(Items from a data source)
:::::

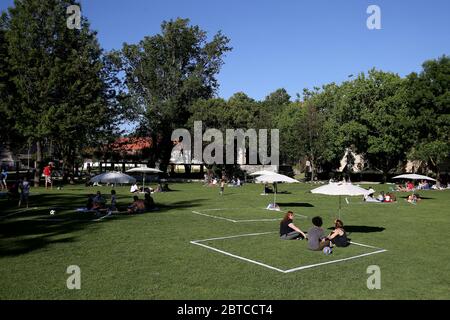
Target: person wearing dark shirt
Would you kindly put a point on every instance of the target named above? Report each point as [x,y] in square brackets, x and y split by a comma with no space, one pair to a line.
[316,240]
[288,230]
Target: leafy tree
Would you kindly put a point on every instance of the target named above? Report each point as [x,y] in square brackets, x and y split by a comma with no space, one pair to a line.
[166,73]
[429,102]
[371,117]
[60,89]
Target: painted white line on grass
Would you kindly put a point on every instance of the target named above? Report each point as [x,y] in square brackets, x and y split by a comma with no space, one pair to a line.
[215,217]
[333,261]
[197,242]
[237,257]
[236,236]
[237,221]
[259,220]
[18,211]
[364,245]
[101,218]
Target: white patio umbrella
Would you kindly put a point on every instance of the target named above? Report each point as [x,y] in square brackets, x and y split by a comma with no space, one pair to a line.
[413,176]
[275,178]
[341,189]
[262,173]
[113,177]
[144,170]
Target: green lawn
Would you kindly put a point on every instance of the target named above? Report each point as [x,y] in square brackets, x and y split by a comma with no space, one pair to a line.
[150,256]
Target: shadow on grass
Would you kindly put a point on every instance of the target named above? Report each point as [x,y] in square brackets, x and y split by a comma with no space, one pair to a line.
[295,204]
[361,229]
[23,231]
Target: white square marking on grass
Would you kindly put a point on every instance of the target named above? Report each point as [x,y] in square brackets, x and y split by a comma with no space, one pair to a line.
[237,220]
[198,243]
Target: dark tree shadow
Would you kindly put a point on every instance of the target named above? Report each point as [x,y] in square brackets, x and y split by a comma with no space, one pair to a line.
[23,231]
[361,229]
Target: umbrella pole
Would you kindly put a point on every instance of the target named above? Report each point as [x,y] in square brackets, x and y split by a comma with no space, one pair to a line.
[339,211]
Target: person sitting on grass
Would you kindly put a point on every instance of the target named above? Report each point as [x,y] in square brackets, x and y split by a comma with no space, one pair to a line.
[113,206]
[288,230]
[90,202]
[316,240]
[338,237]
[13,191]
[138,206]
[24,192]
[134,188]
[99,202]
[381,197]
[413,198]
[149,202]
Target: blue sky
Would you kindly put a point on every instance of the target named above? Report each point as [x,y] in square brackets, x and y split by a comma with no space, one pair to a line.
[293,44]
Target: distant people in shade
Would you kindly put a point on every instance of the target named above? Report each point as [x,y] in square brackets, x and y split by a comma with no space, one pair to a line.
[138,206]
[24,187]
[338,237]
[316,239]
[288,230]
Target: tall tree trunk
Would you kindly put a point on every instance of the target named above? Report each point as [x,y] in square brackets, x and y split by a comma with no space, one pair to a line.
[313,168]
[37,166]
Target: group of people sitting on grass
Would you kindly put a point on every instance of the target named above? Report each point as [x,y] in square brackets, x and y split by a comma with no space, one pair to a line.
[162,187]
[382,197]
[98,203]
[315,236]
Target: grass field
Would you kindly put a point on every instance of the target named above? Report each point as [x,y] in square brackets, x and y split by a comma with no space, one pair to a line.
[201,245]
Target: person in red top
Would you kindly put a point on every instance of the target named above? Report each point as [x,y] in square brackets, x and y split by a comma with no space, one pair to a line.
[48,175]
[409,186]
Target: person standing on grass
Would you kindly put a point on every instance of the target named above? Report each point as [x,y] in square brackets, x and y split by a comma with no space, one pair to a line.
[4,176]
[222,186]
[288,230]
[113,206]
[338,237]
[48,175]
[24,187]
[316,240]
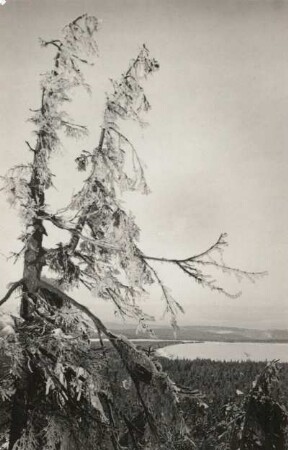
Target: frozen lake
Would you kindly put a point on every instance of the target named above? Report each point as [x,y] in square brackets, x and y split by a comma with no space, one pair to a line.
[227,351]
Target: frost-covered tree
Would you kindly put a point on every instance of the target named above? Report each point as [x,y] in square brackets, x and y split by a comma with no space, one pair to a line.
[57,393]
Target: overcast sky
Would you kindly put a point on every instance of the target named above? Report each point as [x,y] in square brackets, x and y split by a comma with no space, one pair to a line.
[215,148]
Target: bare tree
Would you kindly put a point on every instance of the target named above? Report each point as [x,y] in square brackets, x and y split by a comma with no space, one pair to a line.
[56,394]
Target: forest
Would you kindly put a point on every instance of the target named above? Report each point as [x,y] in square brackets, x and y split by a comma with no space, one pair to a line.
[57,390]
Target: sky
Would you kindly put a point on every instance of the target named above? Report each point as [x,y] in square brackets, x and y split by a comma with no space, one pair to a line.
[214,149]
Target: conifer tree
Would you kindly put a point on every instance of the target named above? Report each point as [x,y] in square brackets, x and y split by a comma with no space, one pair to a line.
[55,395]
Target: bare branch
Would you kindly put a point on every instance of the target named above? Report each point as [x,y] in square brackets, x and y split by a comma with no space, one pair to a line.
[11,290]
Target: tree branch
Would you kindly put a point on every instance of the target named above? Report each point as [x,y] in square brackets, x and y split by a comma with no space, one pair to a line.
[11,290]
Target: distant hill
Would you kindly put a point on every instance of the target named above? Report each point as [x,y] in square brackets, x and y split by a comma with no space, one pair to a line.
[205,333]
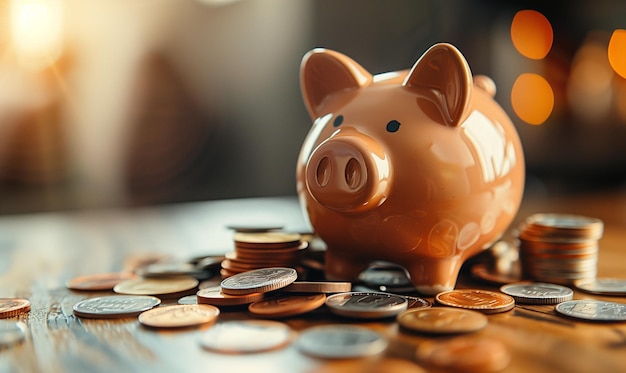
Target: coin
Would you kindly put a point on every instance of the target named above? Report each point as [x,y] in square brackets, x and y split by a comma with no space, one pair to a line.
[216,297]
[317,287]
[484,301]
[156,286]
[340,341]
[364,305]
[11,332]
[442,320]
[288,305]
[538,292]
[99,281]
[603,286]
[593,310]
[464,354]
[246,336]
[179,316]
[115,306]
[259,280]
[10,307]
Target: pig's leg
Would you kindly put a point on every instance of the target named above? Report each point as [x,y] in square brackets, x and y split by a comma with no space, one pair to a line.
[434,275]
[343,267]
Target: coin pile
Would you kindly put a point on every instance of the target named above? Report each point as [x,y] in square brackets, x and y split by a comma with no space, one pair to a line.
[255,250]
[559,248]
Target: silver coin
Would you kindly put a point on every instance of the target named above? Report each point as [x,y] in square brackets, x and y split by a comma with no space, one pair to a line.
[115,306]
[259,280]
[538,292]
[366,305]
[603,286]
[11,332]
[246,336]
[594,310]
[340,341]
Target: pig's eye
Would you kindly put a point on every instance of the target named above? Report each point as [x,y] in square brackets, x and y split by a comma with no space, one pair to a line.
[338,121]
[393,126]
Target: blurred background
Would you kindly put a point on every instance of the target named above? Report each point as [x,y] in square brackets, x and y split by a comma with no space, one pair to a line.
[107,103]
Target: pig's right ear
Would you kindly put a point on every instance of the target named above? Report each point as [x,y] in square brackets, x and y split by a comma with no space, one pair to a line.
[324,72]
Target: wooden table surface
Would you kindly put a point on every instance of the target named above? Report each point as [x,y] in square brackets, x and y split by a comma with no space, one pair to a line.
[40,252]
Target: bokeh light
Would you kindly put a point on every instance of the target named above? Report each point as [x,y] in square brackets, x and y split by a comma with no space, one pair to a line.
[617,52]
[532,98]
[531,33]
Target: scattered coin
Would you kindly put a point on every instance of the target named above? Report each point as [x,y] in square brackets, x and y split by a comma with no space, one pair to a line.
[247,336]
[593,310]
[442,320]
[115,306]
[538,292]
[179,316]
[366,305]
[189,299]
[340,341]
[216,297]
[318,287]
[99,282]
[11,332]
[484,301]
[464,354]
[156,286]
[287,305]
[603,286]
[10,307]
[259,280]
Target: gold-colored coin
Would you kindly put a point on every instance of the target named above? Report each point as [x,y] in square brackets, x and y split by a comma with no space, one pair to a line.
[10,307]
[442,320]
[156,286]
[179,316]
[484,301]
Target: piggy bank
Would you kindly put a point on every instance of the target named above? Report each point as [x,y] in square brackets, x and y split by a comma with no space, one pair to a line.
[419,167]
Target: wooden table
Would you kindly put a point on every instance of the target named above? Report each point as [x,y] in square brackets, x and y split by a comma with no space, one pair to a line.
[40,252]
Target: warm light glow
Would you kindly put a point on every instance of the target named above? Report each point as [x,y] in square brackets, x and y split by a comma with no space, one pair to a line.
[532,98]
[531,34]
[36,28]
[617,52]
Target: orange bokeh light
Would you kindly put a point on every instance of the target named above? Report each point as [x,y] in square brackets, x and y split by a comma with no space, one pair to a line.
[531,33]
[532,98]
[617,52]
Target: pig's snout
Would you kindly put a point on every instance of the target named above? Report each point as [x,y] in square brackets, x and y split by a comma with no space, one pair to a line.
[349,173]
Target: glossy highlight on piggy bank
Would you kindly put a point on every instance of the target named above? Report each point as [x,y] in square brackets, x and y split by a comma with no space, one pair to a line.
[419,167]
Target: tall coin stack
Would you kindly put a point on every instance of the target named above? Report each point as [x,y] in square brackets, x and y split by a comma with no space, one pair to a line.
[255,250]
[559,248]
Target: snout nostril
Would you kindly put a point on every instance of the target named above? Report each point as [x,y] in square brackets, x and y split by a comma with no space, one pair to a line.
[353,173]
[323,172]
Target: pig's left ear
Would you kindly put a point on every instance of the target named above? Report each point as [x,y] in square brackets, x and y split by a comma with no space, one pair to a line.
[443,77]
[324,72]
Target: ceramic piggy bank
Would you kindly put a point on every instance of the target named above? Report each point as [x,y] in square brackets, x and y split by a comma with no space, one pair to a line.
[420,167]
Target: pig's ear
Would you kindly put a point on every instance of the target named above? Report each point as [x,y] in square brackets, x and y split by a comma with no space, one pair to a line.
[442,77]
[324,72]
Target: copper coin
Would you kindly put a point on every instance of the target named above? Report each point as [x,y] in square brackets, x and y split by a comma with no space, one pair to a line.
[464,354]
[10,307]
[247,336]
[484,301]
[179,316]
[156,286]
[442,320]
[99,282]
[259,280]
[289,305]
[318,287]
[216,297]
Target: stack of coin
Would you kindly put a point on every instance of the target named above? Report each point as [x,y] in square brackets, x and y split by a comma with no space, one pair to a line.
[559,248]
[255,250]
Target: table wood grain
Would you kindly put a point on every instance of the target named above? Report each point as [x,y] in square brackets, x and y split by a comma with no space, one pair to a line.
[40,252]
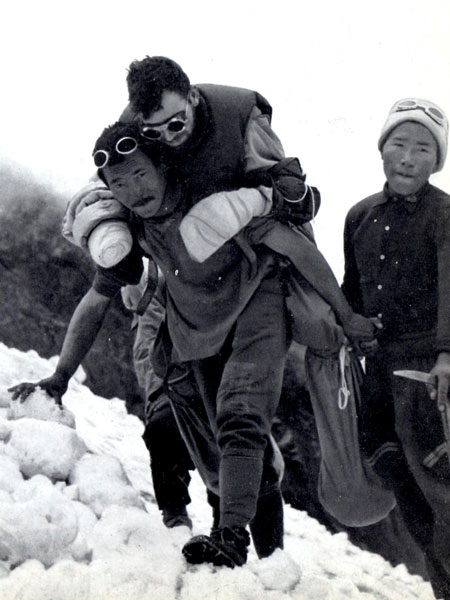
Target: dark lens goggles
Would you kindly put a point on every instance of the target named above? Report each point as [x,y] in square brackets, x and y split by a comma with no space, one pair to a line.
[126,145]
[175,124]
[432,111]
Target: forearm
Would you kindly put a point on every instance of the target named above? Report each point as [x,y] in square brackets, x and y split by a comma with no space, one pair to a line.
[219,217]
[82,331]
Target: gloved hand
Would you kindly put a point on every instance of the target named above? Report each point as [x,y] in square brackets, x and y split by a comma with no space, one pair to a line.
[361,333]
[55,386]
[293,200]
[94,191]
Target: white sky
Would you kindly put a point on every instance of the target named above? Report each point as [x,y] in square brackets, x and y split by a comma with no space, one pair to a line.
[331,71]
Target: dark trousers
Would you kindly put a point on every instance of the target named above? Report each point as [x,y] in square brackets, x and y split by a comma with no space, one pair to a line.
[170,461]
[241,387]
[402,433]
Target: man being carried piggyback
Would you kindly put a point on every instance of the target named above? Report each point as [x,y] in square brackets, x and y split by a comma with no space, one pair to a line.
[397,269]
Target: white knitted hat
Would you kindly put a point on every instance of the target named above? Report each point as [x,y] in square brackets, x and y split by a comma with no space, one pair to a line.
[420,111]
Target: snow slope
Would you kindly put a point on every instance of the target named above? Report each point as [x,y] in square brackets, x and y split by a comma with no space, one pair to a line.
[78,520]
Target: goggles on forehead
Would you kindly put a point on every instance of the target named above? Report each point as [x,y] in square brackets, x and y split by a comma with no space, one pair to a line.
[126,145]
[432,111]
[175,124]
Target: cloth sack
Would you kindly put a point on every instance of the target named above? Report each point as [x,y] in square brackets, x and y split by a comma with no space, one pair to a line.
[348,488]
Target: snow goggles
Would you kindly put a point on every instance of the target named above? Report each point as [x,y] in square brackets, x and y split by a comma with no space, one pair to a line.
[126,145]
[429,109]
[175,124]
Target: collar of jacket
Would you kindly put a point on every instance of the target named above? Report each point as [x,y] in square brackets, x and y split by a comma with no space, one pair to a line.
[412,200]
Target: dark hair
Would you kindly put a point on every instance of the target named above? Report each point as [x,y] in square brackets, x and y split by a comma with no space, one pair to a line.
[149,78]
[110,135]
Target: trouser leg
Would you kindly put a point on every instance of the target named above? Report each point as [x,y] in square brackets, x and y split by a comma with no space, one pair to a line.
[419,476]
[248,392]
[169,459]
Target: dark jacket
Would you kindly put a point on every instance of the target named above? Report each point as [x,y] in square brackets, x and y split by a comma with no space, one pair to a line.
[397,264]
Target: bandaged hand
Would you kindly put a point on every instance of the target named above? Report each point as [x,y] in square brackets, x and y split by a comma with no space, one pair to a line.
[93,192]
[55,386]
[361,333]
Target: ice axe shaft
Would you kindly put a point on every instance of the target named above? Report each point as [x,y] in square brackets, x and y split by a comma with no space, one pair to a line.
[443,403]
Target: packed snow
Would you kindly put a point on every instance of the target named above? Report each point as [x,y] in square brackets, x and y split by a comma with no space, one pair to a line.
[78,519]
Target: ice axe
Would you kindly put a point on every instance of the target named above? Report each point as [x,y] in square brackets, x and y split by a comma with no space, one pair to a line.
[442,400]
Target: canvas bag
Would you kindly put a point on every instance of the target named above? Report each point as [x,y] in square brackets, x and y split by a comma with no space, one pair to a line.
[348,488]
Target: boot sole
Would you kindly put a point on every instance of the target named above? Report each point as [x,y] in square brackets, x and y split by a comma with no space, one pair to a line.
[201,549]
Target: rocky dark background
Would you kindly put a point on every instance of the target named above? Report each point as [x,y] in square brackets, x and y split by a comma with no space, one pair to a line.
[43,277]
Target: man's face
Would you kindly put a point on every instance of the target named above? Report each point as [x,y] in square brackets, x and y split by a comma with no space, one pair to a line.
[409,158]
[137,184]
[176,112]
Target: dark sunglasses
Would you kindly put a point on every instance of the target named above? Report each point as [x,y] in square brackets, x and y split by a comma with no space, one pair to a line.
[175,124]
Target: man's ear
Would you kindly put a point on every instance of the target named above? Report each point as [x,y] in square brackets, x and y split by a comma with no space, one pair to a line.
[194,96]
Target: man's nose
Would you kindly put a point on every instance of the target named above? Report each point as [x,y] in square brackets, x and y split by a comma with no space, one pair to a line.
[407,158]
[135,190]
[168,135]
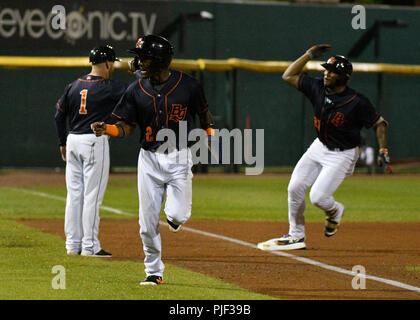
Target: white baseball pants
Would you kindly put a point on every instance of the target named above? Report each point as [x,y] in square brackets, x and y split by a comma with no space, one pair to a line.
[160,173]
[325,170]
[87,172]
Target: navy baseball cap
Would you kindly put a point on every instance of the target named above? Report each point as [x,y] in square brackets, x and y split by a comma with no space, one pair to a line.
[102,54]
[339,64]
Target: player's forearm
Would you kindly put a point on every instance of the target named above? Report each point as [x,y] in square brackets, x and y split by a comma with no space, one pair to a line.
[381,134]
[206,120]
[119,130]
[296,67]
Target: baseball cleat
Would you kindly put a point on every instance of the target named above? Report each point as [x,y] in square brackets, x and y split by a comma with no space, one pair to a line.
[100,254]
[152,281]
[333,219]
[287,242]
[174,227]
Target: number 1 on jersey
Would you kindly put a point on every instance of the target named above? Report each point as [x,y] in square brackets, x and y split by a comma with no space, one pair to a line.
[82,109]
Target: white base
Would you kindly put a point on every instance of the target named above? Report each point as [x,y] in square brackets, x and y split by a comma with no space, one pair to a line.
[272,245]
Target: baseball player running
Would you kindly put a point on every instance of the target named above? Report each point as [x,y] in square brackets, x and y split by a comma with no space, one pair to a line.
[161,99]
[88,99]
[339,115]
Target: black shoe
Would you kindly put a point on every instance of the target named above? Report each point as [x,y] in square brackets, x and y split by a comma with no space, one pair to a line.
[100,254]
[174,227]
[152,281]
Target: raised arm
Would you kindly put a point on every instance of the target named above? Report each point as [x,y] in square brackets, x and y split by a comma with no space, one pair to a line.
[292,73]
[380,128]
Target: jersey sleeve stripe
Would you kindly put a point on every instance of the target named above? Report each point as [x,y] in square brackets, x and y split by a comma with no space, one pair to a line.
[166,97]
[374,121]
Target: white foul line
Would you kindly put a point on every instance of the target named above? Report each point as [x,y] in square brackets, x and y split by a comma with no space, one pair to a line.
[248,244]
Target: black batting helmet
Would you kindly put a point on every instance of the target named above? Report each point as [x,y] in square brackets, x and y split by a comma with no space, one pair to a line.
[102,54]
[340,65]
[156,48]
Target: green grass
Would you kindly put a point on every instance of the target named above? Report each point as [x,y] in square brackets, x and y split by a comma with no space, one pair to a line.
[28,255]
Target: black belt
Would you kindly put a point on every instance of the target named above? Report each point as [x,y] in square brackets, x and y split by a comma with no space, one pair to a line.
[333,148]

:::::

- _Work to do_
Format the portion of the data that opens with the line containing "Target: black belt" and runs through the end of the data as a two-column CSV with columns named instruction and answer. Give one row per instruction, place each value in a single quoted field, and replace line breaks with spaces.

- _Exercise result_
instruction,answer
"Target: black belt Would you kindly put a point on every instance of the target named above? Report each point as [x,y] in square brackets, x and y split by a comma with no space, one pair to a line.","[333,148]"